* **Exercise**
Reproduce the listing lines starting at the line that contains "input: lamp shade -> output: bbox" and ending at the line that contains "[282,227,640,427]", changing "framed wall art" to "framed artwork" and leaving all else unchanged. Give only those lines.
[BEGIN The input]
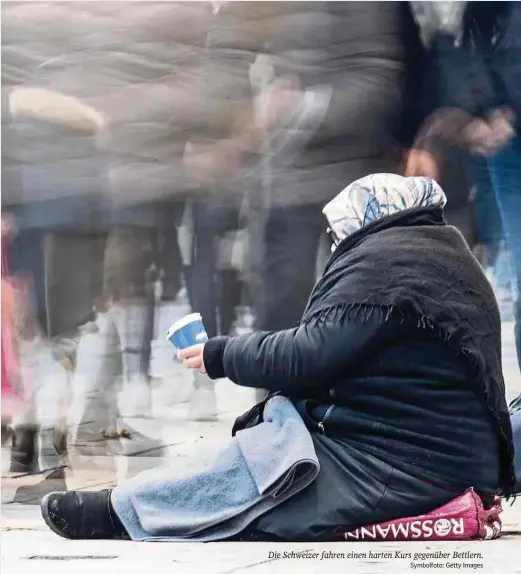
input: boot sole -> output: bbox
[40,492,73,540]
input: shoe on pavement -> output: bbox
[13,468,67,504]
[40,489,129,540]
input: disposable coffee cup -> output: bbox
[166,313,208,351]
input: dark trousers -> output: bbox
[254,205,326,331]
[238,435,471,542]
[10,230,105,337]
[512,409,521,494]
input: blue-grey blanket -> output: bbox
[112,396,320,542]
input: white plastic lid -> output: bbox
[167,313,203,339]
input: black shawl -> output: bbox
[302,207,515,496]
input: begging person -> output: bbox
[38,174,515,541]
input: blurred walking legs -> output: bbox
[490,137,521,365]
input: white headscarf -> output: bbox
[322,173,447,249]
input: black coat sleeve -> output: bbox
[204,309,391,395]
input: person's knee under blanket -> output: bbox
[38,174,515,540]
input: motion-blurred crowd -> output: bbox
[2,0,521,500]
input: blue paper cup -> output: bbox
[166,313,208,351]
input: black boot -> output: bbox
[40,490,129,540]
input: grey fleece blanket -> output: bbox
[112,396,320,542]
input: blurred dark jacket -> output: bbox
[2,2,211,232]
[199,2,421,206]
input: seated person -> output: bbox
[38,174,515,541]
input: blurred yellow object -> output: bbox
[9,88,107,135]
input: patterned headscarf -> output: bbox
[322,173,447,249]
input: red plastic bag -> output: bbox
[335,488,502,542]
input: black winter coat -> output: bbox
[204,209,513,493]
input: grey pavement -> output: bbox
[1,318,521,574]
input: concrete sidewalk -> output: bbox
[2,324,521,574]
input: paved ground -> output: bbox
[2,324,521,574]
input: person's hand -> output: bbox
[405,149,439,180]
[177,345,206,375]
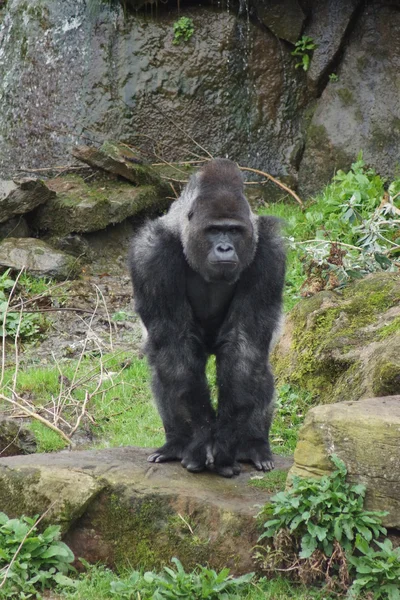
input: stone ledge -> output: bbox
[0,447,292,573]
[289,396,400,528]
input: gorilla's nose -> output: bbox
[215,242,235,261]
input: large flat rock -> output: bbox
[0,447,292,573]
[290,396,400,528]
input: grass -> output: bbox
[0,352,312,455]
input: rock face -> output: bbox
[273,272,400,403]
[0,178,55,223]
[32,175,167,235]
[0,0,307,178]
[289,396,400,528]
[0,238,78,279]
[299,0,400,194]
[72,141,170,193]
[0,448,291,573]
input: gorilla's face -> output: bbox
[185,188,256,283]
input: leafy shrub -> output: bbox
[288,153,400,295]
[0,513,74,600]
[258,456,386,589]
[348,535,400,600]
[111,558,253,600]
[292,35,317,71]
[172,17,194,45]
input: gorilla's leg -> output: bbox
[148,340,215,471]
[213,340,274,477]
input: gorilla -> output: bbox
[129,159,285,477]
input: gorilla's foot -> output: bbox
[238,440,275,471]
[147,442,185,462]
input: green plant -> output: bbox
[0,269,41,339]
[111,558,254,600]
[172,17,194,45]
[347,535,400,600]
[260,455,386,588]
[0,513,74,599]
[292,35,317,71]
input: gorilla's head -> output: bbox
[182,159,257,283]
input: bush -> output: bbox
[0,513,74,600]
[257,456,394,600]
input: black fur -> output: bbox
[130,159,285,477]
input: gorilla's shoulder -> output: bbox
[129,218,183,275]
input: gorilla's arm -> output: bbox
[130,220,215,471]
[213,217,285,476]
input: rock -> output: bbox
[299,0,400,197]
[0,217,30,241]
[304,0,361,92]
[0,417,37,458]
[289,396,400,528]
[32,175,171,236]
[0,238,79,279]
[0,0,309,179]
[0,447,292,573]
[273,272,400,403]
[0,178,55,223]
[72,141,170,189]
[251,0,305,44]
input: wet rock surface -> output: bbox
[0,238,78,279]
[290,396,400,528]
[32,175,167,236]
[0,178,55,223]
[299,0,400,195]
[0,447,292,573]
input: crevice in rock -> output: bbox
[316,0,368,98]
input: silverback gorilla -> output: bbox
[130,159,285,477]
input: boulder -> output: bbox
[72,141,171,189]
[0,178,55,223]
[272,272,400,403]
[251,0,305,44]
[0,447,292,573]
[0,238,78,279]
[305,0,362,92]
[289,396,400,529]
[32,175,168,236]
[299,0,400,197]
[0,417,37,458]
[0,216,30,241]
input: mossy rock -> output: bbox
[0,238,79,279]
[0,447,292,573]
[33,175,170,235]
[272,273,400,403]
[288,396,400,528]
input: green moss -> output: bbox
[273,273,400,402]
[248,470,287,493]
[336,88,354,106]
[378,317,400,340]
[89,490,209,570]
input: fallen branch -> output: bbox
[238,165,304,210]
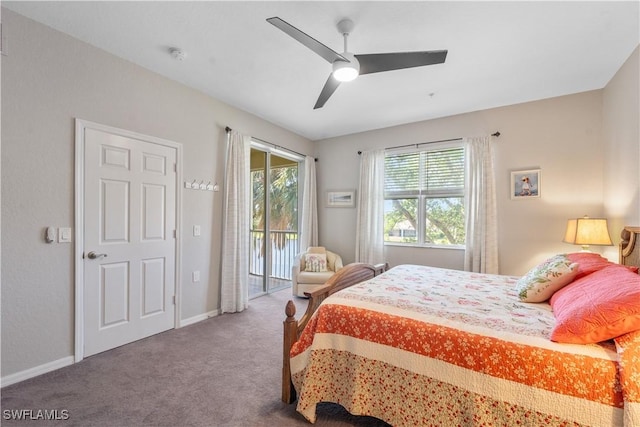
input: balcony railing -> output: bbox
[249,230,298,280]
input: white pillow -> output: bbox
[516,255,578,302]
[304,253,327,273]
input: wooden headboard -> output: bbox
[618,226,640,267]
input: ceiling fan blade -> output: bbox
[267,16,349,64]
[313,74,340,110]
[355,50,447,75]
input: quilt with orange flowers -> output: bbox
[291,265,640,427]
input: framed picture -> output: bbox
[327,190,356,208]
[510,169,540,199]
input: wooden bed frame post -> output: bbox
[282,300,298,403]
[282,263,380,403]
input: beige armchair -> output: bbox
[291,246,342,297]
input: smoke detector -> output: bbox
[169,47,187,61]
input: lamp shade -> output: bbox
[563,216,613,250]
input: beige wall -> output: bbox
[2,9,313,377]
[602,48,640,260]
[316,91,604,275]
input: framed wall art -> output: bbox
[327,190,356,208]
[510,169,541,200]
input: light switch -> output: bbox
[58,227,71,243]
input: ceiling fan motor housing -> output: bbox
[333,52,360,82]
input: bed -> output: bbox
[282,227,640,427]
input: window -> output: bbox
[384,144,465,246]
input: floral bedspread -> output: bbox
[291,265,640,426]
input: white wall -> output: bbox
[1,9,313,378]
[316,91,604,275]
[602,47,640,260]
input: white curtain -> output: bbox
[356,150,385,264]
[220,131,251,313]
[299,156,318,251]
[464,136,498,274]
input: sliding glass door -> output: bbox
[249,144,301,298]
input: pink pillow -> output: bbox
[567,252,638,279]
[550,264,640,344]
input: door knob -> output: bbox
[87,251,107,259]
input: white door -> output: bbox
[82,128,177,356]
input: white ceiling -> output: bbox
[2,1,640,140]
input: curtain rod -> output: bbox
[224,126,318,162]
[358,131,500,154]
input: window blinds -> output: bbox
[384,147,464,198]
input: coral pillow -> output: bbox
[516,255,578,302]
[304,253,327,273]
[550,264,640,344]
[567,252,638,279]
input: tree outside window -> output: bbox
[384,145,465,246]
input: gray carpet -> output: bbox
[1,290,386,427]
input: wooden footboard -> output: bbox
[282,263,380,403]
[618,226,640,266]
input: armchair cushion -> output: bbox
[304,253,327,273]
[291,246,343,296]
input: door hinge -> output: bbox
[0,22,9,56]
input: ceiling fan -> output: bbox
[267,16,447,110]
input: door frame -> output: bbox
[74,118,182,363]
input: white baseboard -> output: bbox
[179,310,220,328]
[0,356,75,387]
[0,310,220,387]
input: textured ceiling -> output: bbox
[2,1,640,140]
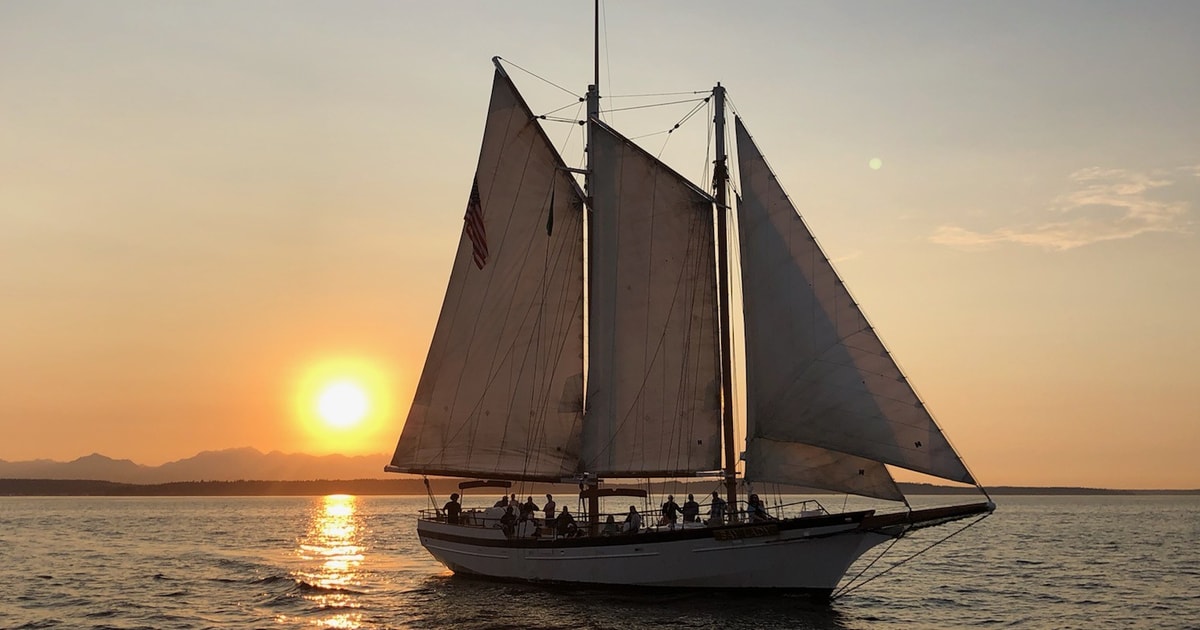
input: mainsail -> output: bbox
[388,70,583,480]
[736,119,974,490]
[582,120,721,476]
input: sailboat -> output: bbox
[385,34,995,595]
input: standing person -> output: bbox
[683,494,700,523]
[625,505,642,534]
[659,494,683,529]
[500,505,517,538]
[708,490,726,526]
[556,505,580,538]
[746,494,774,523]
[434,492,462,524]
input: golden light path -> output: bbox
[296,494,366,629]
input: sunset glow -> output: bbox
[317,380,371,428]
[290,358,396,454]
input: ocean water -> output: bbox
[0,496,1200,630]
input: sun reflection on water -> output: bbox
[296,494,366,629]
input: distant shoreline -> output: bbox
[0,479,1200,497]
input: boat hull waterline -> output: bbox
[416,505,985,595]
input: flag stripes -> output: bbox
[462,179,487,269]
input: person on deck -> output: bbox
[659,494,682,529]
[434,492,462,524]
[708,490,726,526]
[683,494,700,523]
[500,505,517,538]
[746,494,774,523]
[625,505,642,534]
[521,497,541,518]
[556,505,580,538]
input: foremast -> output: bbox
[713,82,738,510]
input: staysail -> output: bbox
[736,119,974,485]
[582,120,721,476]
[388,70,583,480]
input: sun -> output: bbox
[292,355,412,455]
[317,380,371,428]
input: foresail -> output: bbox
[745,438,904,500]
[583,121,721,476]
[389,71,583,480]
[737,119,973,484]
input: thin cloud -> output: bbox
[930,167,1200,251]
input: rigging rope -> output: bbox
[829,512,991,600]
[600,96,708,114]
[497,56,583,101]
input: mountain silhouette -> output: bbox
[0,448,394,484]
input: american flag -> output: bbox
[462,179,487,269]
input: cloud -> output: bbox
[930,167,1200,251]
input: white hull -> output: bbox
[416,514,902,594]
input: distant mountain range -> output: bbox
[0,448,395,484]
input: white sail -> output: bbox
[389,71,583,480]
[745,438,904,500]
[583,121,721,476]
[736,119,973,484]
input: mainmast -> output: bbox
[580,0,600,535]
[713,82,738,514]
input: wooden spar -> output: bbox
[458,479,512,490]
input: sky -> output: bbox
[0,0,1200,488]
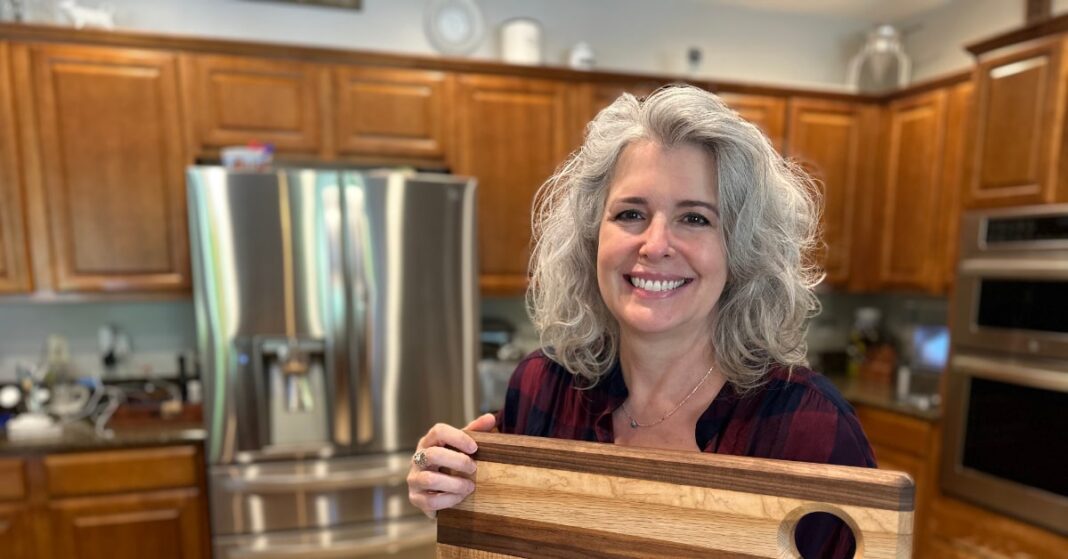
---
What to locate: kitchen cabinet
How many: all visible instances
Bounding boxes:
[877,90,949,291]
[786,97,878,286]
[182,55,330,158]
[964,35,1068,207]
[333,66,453,164]
[0,445,209,559]
[855,405,940,557]
[454,74,572,295]
[876,81,972,294]
[717,92,786,153]
[0,42,32,294]
[12,44,189,292]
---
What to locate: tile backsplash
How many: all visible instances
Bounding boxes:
[0,299,197,383]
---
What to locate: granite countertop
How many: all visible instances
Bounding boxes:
[827,375,942,422]
[0,422,205,455]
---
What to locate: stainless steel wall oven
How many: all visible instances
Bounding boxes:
[942,204,1068,534]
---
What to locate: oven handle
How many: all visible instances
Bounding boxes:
[949,353,1068,392]
[226,524,438,559]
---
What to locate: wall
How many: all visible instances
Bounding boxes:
[29,0,867,89]
[0,300,197,383]
[897,0,1068,81]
[END The input]
* **The response**
input: lamp shade -> output: bbox
[563,216,613,250]
input: beige wall -> output: bbox
[2,9,313,377]
[602,48,640,260]
[316,91,604,275]
input: framed artwork -> output: bbox
[327,190,356,208]
[510,169,541,200]
input: light switch -> output: bbox
[58,227,71,243]
input: ceiling fan motor housing -> output: bbox
[333,52,360,82]
input: bed -> output: bbox
[282,227,640,427]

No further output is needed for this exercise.